Task objective:
Quote, without any change, the line that contains "Return one point for each instance of the sail with" and all lines that follow it to the end of the data below.

Record set:
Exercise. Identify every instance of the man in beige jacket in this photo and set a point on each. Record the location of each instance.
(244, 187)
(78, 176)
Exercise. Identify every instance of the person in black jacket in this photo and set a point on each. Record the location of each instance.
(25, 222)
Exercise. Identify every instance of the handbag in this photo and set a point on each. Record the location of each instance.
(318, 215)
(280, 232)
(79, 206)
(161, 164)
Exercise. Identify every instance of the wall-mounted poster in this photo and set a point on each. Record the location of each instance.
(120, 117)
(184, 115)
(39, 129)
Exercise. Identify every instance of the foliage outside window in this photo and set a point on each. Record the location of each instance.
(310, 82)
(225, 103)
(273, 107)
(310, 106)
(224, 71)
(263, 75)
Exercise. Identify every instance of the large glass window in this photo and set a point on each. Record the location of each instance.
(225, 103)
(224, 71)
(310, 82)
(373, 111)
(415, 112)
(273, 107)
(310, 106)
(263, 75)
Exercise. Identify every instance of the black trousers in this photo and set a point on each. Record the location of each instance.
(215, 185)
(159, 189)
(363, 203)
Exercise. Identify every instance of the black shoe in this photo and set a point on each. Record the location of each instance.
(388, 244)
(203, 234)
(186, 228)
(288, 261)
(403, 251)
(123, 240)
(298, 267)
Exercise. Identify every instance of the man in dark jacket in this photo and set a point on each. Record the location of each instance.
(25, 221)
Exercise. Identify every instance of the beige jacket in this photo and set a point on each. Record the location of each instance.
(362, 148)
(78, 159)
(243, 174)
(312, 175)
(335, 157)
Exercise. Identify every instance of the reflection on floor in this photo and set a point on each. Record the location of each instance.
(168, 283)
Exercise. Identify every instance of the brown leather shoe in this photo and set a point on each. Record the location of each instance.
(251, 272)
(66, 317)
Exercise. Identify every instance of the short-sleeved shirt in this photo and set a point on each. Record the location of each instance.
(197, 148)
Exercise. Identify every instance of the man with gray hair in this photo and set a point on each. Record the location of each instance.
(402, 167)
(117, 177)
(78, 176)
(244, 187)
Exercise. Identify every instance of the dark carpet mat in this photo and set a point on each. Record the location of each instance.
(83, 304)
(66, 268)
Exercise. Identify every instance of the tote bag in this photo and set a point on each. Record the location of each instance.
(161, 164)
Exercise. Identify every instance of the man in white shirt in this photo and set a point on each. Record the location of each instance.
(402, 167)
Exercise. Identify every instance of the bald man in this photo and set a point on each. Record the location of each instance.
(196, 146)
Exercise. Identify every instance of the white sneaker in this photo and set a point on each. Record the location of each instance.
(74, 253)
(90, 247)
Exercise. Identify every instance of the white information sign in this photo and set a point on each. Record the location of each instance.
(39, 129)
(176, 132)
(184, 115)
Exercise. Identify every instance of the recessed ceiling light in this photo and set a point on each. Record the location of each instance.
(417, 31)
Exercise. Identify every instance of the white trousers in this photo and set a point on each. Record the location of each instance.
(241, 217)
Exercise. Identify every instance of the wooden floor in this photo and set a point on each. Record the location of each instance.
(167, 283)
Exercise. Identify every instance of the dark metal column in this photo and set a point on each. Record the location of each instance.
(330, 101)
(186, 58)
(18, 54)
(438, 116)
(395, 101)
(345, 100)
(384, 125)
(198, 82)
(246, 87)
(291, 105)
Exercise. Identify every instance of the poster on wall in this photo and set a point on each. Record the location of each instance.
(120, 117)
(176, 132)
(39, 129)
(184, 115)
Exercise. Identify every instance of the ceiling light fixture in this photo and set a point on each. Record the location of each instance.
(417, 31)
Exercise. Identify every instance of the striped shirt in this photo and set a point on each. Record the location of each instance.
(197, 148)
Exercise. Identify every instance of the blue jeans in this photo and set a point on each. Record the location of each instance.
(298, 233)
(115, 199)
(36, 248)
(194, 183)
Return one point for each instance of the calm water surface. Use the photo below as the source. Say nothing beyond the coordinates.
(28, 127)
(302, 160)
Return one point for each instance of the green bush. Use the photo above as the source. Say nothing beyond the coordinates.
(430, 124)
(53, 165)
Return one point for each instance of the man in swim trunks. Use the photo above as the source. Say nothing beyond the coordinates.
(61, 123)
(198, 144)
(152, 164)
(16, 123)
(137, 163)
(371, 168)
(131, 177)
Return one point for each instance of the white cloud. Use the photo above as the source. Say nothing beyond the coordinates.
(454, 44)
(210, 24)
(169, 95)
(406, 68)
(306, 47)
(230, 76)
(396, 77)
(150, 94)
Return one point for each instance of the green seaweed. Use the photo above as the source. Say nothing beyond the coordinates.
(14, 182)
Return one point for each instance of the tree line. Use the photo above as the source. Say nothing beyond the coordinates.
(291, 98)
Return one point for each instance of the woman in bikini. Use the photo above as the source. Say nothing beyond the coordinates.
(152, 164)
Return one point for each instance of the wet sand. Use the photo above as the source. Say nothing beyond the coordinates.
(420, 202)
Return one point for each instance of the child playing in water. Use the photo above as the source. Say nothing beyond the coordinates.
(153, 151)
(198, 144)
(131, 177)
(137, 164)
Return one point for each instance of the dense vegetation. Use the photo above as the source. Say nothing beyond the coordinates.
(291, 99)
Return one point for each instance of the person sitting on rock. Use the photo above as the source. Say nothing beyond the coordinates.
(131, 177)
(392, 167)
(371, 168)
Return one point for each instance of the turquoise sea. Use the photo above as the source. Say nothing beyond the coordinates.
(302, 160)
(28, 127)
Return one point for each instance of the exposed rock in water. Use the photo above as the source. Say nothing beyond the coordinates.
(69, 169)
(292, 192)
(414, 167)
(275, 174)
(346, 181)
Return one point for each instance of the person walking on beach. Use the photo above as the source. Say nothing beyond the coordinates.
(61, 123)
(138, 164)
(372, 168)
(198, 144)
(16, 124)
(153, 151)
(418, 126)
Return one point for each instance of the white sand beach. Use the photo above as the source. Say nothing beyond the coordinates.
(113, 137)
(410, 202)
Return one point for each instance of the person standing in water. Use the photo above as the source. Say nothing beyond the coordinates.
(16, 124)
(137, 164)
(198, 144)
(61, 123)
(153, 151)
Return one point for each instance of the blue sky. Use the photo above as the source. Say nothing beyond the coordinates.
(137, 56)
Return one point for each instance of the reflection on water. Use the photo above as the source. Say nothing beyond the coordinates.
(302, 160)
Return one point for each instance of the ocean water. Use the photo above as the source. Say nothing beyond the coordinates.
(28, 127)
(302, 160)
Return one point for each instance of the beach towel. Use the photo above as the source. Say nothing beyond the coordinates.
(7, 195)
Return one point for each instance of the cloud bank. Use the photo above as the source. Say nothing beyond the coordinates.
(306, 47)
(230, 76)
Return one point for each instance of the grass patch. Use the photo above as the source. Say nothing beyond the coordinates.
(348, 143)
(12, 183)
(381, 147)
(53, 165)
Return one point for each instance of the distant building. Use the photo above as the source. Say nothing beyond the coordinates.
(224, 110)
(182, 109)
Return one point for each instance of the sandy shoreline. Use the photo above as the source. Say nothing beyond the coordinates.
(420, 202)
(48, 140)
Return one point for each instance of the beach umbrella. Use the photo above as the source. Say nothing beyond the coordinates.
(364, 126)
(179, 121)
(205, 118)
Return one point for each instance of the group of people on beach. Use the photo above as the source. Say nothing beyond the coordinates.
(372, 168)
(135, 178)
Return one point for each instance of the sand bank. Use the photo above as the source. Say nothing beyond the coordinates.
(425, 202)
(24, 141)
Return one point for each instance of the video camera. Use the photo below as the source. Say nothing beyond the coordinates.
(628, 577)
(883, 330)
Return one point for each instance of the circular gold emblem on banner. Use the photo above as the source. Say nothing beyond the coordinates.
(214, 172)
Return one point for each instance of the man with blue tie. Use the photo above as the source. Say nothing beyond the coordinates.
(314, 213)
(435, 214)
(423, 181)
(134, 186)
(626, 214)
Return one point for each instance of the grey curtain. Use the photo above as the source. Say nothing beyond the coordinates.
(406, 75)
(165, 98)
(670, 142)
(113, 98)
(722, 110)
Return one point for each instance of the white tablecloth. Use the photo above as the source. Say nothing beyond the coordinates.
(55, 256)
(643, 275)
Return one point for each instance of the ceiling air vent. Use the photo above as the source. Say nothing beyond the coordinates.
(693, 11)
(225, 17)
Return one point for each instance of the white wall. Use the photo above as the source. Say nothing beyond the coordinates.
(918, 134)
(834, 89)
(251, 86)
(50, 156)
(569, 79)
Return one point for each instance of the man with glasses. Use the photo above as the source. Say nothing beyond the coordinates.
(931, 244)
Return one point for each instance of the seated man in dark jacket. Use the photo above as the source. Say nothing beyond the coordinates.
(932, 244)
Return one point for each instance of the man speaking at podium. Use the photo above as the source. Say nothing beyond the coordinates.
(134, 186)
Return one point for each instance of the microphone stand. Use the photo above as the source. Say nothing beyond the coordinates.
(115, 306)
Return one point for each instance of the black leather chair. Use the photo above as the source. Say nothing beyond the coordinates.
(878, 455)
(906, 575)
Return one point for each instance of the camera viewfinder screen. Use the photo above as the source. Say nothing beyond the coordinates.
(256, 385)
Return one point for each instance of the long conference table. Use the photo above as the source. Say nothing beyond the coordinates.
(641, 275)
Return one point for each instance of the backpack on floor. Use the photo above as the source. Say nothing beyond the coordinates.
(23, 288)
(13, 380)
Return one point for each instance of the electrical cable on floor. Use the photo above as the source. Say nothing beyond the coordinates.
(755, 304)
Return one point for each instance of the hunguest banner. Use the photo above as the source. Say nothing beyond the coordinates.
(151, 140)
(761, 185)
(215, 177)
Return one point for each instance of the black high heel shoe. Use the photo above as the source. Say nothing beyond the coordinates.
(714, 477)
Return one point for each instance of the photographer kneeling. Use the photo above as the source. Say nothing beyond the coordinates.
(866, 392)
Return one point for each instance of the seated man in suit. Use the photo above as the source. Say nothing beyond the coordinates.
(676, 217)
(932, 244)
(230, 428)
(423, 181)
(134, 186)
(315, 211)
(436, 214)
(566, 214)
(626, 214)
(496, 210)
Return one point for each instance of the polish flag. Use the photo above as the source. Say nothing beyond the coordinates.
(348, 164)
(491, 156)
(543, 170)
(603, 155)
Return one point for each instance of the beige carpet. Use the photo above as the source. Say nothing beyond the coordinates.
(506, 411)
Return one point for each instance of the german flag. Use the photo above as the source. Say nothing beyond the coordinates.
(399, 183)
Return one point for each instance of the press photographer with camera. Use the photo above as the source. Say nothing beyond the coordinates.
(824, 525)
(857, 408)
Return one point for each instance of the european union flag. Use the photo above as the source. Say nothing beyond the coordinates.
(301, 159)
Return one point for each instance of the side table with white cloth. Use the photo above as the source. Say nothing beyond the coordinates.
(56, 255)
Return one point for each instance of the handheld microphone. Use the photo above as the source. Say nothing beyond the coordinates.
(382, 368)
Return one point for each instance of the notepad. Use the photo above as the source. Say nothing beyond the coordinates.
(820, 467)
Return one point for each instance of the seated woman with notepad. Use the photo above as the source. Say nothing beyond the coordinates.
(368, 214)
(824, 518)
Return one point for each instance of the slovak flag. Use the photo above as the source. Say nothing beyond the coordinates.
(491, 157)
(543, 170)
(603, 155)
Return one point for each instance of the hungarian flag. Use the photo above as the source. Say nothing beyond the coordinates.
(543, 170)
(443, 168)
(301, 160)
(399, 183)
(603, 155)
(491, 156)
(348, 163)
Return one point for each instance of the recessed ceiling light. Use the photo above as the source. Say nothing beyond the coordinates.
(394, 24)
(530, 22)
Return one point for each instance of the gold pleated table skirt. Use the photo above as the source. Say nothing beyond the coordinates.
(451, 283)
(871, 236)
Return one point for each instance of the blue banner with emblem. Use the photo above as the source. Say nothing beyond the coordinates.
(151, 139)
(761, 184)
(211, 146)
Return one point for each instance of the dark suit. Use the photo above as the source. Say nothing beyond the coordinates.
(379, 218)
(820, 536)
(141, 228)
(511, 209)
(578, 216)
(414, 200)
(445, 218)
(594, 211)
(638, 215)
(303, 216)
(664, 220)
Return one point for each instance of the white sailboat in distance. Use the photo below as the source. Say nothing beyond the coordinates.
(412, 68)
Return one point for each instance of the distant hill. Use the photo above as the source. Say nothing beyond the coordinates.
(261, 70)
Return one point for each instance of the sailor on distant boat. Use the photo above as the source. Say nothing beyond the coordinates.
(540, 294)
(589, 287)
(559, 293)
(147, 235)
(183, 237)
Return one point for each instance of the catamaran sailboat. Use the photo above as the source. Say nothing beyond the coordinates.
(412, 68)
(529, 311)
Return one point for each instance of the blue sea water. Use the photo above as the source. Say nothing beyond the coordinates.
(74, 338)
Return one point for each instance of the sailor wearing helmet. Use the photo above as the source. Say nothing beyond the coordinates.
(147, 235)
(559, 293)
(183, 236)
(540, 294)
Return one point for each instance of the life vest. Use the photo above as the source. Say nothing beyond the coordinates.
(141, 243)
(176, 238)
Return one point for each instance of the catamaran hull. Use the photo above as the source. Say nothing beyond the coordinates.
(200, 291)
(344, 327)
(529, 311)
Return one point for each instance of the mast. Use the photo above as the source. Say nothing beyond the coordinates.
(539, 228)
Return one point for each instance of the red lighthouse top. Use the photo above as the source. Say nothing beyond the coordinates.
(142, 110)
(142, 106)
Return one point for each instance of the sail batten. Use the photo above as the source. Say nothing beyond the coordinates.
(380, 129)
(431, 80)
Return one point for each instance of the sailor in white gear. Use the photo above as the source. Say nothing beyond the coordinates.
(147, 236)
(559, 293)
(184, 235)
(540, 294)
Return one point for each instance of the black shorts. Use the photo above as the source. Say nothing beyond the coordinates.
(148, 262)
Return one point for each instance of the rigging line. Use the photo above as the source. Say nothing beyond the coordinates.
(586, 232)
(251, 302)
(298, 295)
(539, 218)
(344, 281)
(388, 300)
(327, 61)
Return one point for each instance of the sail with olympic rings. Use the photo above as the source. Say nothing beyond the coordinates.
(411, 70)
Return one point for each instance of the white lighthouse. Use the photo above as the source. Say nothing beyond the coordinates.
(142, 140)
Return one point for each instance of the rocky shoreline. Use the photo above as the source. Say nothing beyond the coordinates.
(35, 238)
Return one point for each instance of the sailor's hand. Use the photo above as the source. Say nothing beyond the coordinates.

Written solution:
Return one point for each instance of the sail with olympic rings. Use the photo above as the source. Say nothing beyond the coordinates.
(411, 70)
Return one point for each instance of the white lighthouse. Use the photo above as the source. Say nothing beyond the coordinates.
(142, 140)
Return one point for each instance of the rocky shoreline. Use the photo above as the source. Say nothing beyond the coordinates.
(35, 238)
Return one point for each instance of the sailor's hand. Use the photo above as the source. Say nothing beyond the coordinates.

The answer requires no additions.